Working data.
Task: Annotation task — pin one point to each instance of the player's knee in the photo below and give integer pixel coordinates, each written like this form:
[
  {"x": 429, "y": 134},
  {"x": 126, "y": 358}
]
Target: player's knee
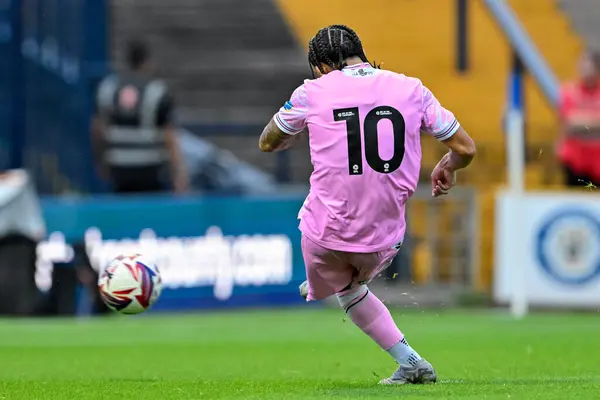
[{"x": 351, "y": 295}]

What the task asks. Retype every record above word for word, leaving out the pictures.

Solution.
Task: Annotation task — pin one point to each instance of the player's knee in the photo below and give integer pixel coordinates, each written like this form:
[
  {"x": 429, "y": 134},
  {"x": 126, "y": 358}
]
Target: player's knee
[{"x": 351, "y": 295}]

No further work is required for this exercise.